YOUR INSTRUCTIONS
If a line of the listing contains the string "find", return that line.

LISTED RECORDS
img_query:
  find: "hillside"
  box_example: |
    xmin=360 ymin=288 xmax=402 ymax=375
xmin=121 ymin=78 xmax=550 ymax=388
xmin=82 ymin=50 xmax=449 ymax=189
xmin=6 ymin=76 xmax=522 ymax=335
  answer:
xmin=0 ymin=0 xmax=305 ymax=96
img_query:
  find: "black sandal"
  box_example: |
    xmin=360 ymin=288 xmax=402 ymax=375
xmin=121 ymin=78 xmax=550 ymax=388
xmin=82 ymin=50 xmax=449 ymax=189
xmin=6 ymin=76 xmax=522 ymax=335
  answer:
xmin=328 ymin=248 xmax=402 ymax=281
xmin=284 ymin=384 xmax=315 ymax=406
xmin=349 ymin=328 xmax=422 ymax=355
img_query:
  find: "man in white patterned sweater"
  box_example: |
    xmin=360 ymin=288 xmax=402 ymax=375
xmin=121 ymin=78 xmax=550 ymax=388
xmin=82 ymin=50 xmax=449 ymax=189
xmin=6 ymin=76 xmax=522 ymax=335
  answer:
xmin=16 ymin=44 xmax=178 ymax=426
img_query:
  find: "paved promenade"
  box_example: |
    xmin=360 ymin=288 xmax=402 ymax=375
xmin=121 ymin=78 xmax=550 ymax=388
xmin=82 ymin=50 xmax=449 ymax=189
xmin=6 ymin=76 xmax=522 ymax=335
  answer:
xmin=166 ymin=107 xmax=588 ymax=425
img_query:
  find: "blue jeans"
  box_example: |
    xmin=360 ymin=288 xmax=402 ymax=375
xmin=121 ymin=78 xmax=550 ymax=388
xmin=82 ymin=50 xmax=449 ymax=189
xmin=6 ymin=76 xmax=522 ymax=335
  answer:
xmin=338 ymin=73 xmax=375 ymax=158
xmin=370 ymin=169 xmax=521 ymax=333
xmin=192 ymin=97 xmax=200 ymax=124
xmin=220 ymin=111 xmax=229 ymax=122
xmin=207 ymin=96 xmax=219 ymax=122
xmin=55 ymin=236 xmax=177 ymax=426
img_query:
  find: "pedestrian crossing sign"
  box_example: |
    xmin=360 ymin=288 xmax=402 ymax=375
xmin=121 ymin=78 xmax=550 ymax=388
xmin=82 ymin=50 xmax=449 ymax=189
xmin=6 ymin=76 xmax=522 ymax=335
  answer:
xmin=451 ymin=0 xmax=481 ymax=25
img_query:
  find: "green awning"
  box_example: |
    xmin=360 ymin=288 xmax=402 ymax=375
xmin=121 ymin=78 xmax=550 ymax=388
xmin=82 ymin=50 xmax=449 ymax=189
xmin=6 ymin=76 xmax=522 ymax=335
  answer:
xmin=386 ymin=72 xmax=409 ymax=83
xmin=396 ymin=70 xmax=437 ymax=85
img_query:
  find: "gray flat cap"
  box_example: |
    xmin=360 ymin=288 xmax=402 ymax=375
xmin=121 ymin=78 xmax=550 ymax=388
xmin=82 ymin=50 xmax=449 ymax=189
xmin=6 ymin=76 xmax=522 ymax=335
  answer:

REPLY TO THE TASK
  find: "hillside"
  find: "black sandal"
  find: "man in white patterned sweater"
  find: "paved promenade"
  find: "blue jeans"
  find: "pedestrian crossing sign"
  find: "green awning"
  find: "gray flat cap"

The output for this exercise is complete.